(Object location annotation data)
____

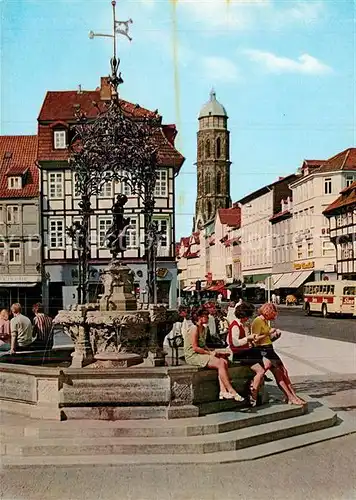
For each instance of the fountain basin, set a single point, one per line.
(114, 394)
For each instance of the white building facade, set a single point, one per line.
(60, 208)
(258, 243)
(313, 191)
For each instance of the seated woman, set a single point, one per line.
(242, 347)
(264, 336)
(197, 353)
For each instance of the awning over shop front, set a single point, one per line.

____

What you should do: Copy out every line of the rows above word for word, omitting the pictures.

Response:
For each instance of the fountain basin, set a single point, one per line.
(114, 394)
For each instance of the white building facade, set a single point, one per line.
(60, 208)
(258, 243)
(313, 191)
For each instance of the seated woman, set a single point, one per line.
(242, 347)
(264, 336)
(197, 353)
For each instance of the awning over shop front, set a single point, one per line.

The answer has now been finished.